Determine how many of the lines below contain the word "marine". Reply with that number alone.

Dataset records:
━━━━━━━━

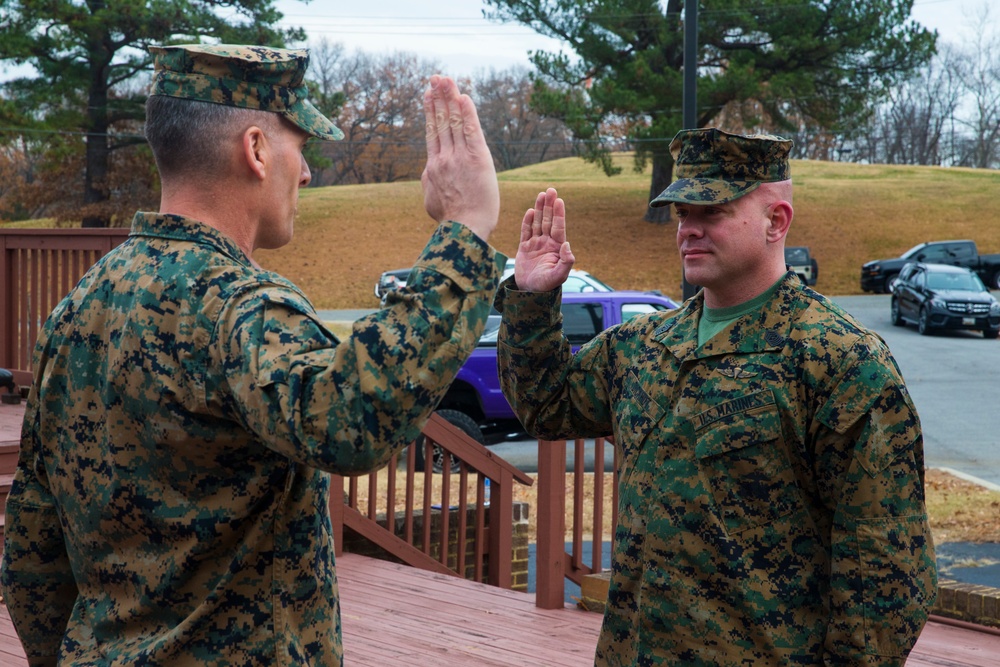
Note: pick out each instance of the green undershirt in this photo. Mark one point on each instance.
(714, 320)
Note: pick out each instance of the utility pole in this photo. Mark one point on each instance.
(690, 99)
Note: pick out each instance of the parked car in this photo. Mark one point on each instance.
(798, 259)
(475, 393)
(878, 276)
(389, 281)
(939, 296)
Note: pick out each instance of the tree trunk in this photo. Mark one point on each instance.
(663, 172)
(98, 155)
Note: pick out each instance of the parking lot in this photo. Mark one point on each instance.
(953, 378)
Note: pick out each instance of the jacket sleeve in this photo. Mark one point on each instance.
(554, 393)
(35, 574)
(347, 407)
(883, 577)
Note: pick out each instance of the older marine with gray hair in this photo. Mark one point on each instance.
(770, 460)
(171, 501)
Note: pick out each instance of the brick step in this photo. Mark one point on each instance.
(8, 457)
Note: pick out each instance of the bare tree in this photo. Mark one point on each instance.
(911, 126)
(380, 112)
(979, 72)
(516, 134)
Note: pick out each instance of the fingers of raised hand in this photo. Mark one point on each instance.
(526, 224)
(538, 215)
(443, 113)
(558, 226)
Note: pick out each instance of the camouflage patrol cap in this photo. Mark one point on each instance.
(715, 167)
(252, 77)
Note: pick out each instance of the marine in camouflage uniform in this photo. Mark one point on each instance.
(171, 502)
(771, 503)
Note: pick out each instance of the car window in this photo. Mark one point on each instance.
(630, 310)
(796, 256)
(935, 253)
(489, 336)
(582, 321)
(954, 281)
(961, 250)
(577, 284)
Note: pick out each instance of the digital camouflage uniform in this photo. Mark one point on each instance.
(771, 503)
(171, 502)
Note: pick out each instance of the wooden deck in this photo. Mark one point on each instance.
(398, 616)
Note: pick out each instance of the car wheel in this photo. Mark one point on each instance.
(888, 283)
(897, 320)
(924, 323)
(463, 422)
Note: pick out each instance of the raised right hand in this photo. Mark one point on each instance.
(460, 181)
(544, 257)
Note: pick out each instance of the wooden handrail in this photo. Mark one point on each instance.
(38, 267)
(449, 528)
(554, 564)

━━━━━━━━

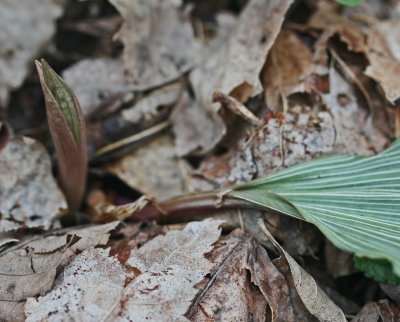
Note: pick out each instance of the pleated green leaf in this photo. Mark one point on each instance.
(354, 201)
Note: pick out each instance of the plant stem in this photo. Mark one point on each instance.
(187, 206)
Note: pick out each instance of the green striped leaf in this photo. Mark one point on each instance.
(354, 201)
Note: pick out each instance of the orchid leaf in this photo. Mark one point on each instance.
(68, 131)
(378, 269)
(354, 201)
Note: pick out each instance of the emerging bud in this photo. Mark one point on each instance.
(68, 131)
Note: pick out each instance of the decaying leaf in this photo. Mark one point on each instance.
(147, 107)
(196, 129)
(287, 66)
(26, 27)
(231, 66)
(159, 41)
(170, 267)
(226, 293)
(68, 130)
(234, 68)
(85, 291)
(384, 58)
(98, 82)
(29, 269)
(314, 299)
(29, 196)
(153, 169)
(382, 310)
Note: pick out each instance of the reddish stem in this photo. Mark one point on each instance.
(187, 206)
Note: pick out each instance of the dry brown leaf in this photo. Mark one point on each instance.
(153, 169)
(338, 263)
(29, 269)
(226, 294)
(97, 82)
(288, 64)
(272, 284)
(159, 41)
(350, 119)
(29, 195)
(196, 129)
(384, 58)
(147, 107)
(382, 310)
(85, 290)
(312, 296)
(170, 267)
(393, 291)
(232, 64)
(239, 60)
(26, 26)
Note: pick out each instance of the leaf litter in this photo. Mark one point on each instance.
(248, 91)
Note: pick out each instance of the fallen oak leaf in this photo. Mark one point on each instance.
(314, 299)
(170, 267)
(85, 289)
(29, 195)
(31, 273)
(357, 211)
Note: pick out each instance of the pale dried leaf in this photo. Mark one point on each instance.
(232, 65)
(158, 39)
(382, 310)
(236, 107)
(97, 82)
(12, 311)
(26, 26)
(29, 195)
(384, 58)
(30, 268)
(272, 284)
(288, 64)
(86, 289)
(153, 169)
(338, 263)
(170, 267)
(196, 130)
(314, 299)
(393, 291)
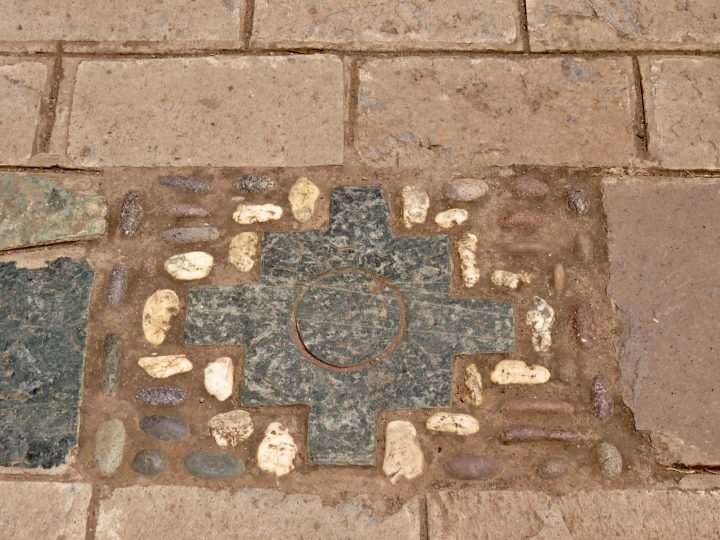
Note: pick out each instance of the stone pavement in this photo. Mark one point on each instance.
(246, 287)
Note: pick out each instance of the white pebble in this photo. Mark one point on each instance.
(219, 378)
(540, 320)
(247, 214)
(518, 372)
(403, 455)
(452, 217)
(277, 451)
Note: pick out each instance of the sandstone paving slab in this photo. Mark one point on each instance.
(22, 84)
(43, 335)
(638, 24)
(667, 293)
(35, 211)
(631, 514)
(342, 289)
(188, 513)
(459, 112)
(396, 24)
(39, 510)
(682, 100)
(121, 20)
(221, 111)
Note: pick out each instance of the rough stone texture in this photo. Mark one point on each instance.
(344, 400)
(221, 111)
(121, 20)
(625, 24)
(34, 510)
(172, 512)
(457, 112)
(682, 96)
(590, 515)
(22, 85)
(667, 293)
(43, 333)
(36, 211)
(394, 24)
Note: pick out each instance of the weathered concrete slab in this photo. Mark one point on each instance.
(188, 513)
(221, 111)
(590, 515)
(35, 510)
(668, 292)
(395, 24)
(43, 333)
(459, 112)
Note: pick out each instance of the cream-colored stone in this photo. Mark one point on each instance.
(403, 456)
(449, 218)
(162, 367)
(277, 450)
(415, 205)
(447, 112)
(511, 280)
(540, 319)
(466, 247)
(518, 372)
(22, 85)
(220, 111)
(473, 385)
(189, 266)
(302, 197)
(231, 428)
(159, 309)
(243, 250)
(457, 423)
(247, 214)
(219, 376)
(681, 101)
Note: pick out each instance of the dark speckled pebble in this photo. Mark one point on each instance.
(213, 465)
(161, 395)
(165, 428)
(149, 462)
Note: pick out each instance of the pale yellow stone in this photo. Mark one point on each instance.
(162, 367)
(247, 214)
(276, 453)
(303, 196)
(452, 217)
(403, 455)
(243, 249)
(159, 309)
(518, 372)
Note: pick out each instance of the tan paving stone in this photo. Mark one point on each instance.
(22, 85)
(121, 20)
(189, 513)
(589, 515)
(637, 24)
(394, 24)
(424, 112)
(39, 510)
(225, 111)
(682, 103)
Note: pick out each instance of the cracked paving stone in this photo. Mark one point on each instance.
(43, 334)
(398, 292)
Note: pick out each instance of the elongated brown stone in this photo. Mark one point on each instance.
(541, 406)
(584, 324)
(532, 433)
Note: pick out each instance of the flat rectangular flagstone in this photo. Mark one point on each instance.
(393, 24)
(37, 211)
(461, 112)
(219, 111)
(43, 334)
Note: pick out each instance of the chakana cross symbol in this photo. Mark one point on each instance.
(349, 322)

━━━━━━━━

The response: 2